→ Directions:
Reproduce the entries below word for word, from their first line through the line containing "0,190,34,332", including both ends. Leave the pictures out of your reply.

## BEGIN Supplied records

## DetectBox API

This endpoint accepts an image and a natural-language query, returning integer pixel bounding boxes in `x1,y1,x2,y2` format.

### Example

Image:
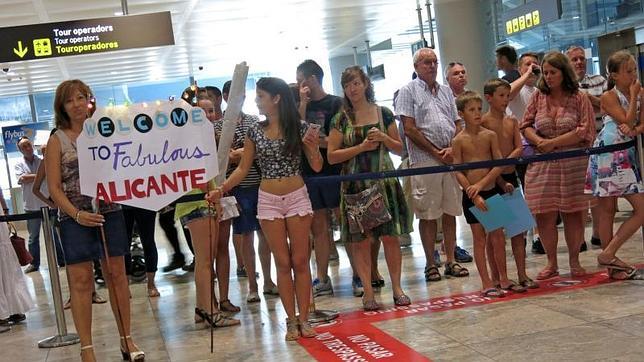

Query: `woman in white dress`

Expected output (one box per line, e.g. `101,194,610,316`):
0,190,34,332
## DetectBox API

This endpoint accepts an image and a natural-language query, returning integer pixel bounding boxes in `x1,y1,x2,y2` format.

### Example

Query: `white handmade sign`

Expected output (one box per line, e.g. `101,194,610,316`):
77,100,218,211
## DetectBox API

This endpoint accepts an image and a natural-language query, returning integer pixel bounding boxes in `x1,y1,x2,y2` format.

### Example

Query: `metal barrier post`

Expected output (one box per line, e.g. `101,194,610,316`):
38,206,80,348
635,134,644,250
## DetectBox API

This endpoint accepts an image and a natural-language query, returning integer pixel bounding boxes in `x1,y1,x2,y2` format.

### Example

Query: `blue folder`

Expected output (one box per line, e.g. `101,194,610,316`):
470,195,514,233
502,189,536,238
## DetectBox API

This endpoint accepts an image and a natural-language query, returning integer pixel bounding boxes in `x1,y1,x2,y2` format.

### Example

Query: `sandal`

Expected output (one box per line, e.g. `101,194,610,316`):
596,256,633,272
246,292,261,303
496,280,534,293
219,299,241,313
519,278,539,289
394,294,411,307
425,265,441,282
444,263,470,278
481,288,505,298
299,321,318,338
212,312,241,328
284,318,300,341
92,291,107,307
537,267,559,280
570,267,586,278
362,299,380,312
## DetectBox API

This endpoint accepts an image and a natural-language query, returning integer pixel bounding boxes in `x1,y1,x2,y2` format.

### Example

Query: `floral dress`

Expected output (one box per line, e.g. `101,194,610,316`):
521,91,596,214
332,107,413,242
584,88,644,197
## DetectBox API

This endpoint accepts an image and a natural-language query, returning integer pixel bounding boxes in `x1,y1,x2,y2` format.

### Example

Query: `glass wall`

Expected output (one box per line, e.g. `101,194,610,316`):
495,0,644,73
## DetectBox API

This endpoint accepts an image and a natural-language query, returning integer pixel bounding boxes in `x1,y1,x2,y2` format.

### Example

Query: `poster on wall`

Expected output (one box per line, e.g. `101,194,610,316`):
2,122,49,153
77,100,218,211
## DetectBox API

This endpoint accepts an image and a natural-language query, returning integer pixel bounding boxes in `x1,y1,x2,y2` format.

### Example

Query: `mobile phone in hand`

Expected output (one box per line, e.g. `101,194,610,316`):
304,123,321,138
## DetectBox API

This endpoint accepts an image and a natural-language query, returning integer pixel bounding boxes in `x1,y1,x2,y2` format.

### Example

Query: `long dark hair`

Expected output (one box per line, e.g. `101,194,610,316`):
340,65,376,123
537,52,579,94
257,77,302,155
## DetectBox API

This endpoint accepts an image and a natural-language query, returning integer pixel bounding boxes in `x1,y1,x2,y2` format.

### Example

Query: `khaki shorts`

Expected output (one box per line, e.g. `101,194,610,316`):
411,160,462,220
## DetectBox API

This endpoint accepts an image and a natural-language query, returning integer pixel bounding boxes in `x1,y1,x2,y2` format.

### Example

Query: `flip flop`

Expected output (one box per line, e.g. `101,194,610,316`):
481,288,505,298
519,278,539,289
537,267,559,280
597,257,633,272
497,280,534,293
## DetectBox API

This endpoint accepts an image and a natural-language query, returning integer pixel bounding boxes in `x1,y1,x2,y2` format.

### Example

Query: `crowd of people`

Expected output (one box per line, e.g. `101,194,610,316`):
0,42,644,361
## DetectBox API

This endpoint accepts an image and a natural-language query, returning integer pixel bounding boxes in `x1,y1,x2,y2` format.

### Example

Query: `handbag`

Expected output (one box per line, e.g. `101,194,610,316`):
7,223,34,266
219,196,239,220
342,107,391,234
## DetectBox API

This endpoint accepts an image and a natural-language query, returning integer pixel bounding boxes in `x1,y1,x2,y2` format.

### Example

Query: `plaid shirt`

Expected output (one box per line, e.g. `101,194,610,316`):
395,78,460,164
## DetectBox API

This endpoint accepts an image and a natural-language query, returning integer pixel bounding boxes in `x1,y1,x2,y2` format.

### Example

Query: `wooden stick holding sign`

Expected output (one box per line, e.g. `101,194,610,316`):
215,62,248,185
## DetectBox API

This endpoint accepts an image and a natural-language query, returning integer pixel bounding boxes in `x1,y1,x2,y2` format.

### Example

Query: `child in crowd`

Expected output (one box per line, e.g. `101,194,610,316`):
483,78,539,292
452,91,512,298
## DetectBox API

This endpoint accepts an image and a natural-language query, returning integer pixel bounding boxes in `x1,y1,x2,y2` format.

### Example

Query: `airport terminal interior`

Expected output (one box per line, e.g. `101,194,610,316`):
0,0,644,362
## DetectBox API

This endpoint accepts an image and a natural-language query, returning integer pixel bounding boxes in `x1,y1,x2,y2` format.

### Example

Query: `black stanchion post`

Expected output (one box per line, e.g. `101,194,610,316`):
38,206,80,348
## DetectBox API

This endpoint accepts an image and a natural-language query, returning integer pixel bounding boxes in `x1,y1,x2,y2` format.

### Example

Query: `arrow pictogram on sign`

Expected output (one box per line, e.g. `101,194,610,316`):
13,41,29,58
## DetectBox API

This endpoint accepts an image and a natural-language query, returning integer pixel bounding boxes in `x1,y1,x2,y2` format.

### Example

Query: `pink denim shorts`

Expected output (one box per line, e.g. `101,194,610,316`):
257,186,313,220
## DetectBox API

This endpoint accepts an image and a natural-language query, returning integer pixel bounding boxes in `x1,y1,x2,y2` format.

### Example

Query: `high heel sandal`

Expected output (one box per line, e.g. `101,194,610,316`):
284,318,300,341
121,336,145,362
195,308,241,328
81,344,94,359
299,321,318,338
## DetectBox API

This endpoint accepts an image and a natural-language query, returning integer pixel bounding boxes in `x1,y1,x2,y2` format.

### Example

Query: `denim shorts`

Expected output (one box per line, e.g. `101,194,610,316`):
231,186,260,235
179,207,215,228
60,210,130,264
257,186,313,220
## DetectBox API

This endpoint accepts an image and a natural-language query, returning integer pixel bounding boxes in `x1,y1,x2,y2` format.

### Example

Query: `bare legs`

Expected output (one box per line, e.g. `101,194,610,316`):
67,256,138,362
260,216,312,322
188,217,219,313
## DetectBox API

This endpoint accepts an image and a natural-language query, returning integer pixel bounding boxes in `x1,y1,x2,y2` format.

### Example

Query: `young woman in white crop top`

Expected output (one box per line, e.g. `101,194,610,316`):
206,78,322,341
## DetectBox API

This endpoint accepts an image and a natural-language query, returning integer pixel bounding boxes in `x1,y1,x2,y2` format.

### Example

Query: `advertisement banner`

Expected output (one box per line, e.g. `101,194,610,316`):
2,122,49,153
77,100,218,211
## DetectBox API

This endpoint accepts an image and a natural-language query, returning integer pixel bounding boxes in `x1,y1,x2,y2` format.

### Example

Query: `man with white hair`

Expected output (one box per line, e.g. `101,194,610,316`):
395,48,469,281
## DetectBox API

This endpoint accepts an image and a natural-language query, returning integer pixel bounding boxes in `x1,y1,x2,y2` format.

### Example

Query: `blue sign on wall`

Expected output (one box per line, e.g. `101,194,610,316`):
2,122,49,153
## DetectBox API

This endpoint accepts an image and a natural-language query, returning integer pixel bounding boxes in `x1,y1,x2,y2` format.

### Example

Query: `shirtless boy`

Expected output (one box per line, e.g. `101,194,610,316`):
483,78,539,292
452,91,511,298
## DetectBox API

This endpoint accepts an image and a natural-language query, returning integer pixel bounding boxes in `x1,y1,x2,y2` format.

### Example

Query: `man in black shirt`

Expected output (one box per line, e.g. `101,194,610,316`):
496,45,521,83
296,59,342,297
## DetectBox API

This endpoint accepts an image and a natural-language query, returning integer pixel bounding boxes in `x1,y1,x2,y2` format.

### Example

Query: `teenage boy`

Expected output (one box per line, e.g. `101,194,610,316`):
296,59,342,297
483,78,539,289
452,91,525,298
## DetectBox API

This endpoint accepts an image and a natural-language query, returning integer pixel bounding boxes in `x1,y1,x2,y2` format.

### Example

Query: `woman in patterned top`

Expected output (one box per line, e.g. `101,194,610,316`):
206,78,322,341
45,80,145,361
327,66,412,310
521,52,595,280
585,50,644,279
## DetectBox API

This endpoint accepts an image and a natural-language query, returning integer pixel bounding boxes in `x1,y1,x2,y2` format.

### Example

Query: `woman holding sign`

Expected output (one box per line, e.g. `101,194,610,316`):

## END Supplied records

→ Solution below:
## DetectBox API

This endpoint accepts an image and a natural-language query, returning integer pixel bounding boxes in `x1,y1,x2,y2` format.

### Example

Image:

Query: `woman in white dress`

Expected output (one box per line, e.g. `101,194,610,316`):
0,190,34,332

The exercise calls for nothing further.